--- Start Extracted data ---
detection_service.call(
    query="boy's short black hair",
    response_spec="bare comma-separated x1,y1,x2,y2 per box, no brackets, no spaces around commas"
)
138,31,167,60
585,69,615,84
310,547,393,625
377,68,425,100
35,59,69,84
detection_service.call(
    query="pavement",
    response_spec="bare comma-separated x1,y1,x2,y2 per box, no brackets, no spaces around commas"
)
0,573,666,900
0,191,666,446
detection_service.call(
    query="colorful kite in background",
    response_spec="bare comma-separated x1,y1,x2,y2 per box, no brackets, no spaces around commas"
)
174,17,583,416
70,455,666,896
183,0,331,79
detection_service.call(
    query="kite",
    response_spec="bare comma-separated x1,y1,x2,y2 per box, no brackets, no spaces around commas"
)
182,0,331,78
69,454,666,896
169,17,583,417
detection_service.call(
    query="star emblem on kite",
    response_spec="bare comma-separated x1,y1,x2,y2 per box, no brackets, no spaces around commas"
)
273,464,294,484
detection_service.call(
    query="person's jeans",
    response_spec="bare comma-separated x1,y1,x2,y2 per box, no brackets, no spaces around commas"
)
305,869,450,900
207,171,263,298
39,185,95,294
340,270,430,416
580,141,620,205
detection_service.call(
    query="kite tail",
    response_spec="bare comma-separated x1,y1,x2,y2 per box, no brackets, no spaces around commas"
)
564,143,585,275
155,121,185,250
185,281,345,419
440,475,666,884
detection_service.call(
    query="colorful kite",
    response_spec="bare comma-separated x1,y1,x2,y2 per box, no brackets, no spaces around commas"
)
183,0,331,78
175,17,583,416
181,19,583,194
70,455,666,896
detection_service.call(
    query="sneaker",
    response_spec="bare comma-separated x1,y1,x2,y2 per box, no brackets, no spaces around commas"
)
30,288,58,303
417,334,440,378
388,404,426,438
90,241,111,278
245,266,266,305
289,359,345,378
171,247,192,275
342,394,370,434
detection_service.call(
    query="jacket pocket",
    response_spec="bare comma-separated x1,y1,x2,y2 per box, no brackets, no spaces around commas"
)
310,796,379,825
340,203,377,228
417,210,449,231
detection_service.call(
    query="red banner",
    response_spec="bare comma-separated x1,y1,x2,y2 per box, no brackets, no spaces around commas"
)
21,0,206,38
--- End Extracted data ---
■ Stated task
Repeat all the rows above, using "balloon" wherever "kite" appears and leaving everything else the same.

■ Problem solution
detection_service.call(
    query="boy's short black hair",
    response_spec="bare comma-separated x1,y1,x2,y2 per box, no brackets, no spaces around commas"
)
138,31,167,60
585,69,615,84
310,547,393,625
377,68,425,100
35,59,69,84
detection_service.call(
    query="pavement",
    response_spec="bare comma-separated x1,y1,x2,y2 per box, no brackets, no spaces around commas"
)
0,573,666,900
0,191,666,446
detection_service.call(
    query="colorful balloon in background",
    response_spec="bare comma-separated x1,y1,x2,y2 per box, no brackets, no spaces around commas"
)
174,17,583,416
70,455,666,896
183,0,331,79
detection_service.call(
    query="balloon",
    response_spec="bare comma-separated x1,y1,x2,y2 per box, no brackets, no spaces around commas"
)
182,0,331,78
69,454,666,896
169,17,583,417
detection_service.call(
    query="star emblem on balloon",
    response_spec="bare comma-separated x1,y1,x2,y2 per box, no brackets, no spaces around commas"
)
273,464,294,484
detection_service.call(
    query="person's jeans",
    response_spec="bare comma-separated x1,y1,x2,y2 per box, no brackets, no spaces around commas"
)
305,869,450,900
207,171,263,298
39,185,95,294
340,270,430,416
580,141,620,205
detection_service.call(
    query="balloon tail",
    response_spec="bare comma-separated x1,y1,x2,y2 per box, no brackets, no spaces around commas"
)
564,143,585,275
155,121,185,250
185,281,345,419
440,475,666,884
detection_service.call(
    query="colorful balloon",
    response_spec="bare comma-separated x1,y1,x2,y2 per box, no brackets, no spaces around commas"
)
183,0,331,78
175,17,583,416
181,19,583,194
70,455,666,896
detection_service.call(
    query="sneaker",
    response_spec="bare comma-separated x1,y1,x2,y2 per box, no brackets, no spaces around commas"
)
30,288,58,303
417,334,440,378
388,404,426,438
90,241,111,278
245,266,266,305
289,359,345,378
171,247,192,275
342,394,370,434
detection_service.call(
    query="jacket pocket",
    response_spec="bare comma-separated x1,y1,x2,y2 per box, no brackets, no spaces around commas"
)
310,796,379,825
340,203,377,228
417,210,449,231
detection_service.call(
    query="red banner",
    response_spec="bare comma-separated x1,y1,x2,y2 per box, no brackets, no spaces around commas"
)
21,0,206,38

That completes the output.